(Data items)

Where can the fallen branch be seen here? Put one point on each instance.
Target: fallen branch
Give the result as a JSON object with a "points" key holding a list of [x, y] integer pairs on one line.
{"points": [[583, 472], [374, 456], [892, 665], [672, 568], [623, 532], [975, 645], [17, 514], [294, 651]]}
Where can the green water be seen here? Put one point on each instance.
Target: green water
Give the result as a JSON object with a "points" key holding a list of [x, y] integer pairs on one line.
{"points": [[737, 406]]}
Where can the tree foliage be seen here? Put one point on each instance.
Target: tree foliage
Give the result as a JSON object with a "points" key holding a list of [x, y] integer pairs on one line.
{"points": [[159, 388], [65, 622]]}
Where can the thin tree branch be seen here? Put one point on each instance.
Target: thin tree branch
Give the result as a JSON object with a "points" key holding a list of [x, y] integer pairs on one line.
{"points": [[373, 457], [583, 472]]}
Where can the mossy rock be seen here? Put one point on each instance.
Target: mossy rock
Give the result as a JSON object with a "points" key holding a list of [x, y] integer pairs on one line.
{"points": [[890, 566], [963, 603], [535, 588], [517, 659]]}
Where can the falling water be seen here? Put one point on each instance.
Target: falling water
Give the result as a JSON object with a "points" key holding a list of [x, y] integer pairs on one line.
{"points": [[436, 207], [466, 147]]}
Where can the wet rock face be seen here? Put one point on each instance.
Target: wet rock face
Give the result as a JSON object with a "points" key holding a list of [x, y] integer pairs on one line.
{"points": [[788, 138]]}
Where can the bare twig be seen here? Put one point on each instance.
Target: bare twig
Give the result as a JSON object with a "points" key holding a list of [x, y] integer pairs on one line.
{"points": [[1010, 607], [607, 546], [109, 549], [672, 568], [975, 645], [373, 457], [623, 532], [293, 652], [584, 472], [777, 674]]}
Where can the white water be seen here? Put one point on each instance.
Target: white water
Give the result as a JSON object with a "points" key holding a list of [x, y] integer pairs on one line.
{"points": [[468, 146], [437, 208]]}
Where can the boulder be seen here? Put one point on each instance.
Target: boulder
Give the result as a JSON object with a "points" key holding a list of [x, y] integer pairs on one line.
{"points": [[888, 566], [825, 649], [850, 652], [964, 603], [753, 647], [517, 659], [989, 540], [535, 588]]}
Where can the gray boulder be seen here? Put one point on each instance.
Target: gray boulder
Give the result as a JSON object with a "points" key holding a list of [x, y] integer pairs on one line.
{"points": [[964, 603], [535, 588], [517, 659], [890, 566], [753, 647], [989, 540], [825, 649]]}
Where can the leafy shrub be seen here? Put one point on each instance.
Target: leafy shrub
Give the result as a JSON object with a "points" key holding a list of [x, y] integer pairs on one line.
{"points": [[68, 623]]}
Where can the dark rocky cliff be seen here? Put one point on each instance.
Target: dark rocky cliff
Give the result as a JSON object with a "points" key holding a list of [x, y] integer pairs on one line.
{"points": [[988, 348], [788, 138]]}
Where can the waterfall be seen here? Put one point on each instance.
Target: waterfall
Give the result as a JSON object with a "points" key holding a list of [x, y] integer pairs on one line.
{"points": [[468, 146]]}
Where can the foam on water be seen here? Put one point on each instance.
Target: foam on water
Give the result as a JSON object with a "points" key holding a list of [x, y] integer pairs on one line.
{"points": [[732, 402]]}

REQUIRED WORK. The number of lines in the data that hold "foam" is all that should be given.

SOLUTION FOR THIS EXERCISE. 2